* [TASK]: Reproduce every line of the records below, requests included, with each coordinate in the answer points shifted up by 136 and the coordinates in the requests and their format samples left as they are. Leave the pictures out.

>> BEGIN INFORMATION GIVEN

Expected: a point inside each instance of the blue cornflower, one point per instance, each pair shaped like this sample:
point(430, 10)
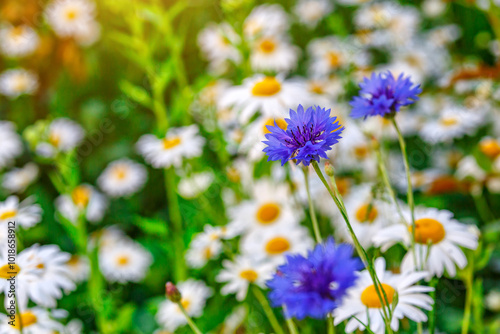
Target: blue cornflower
point(383, 95)
point(314, 285)
point(308, 136)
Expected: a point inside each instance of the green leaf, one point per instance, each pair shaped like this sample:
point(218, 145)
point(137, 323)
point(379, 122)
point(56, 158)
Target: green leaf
point(136, 93)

>> END INFORMATION GIVEN

* [EXERCISE ANSWER]:
Expected: a point inside each instance of the blue cornflower, one point per instance, each pair shaped like this sample:
point(430, 10)
Target: blue cornflower
point(519, 231)
point(450, 421)
point(444, 272)
Expected: a point inside each instance of the green leaf, one point per instance, each pair shaped like this sample:
point(218, 145)
point(137, 323)
point(379, 122)
point(56, 158)
Target: green leaf
point(272, 229)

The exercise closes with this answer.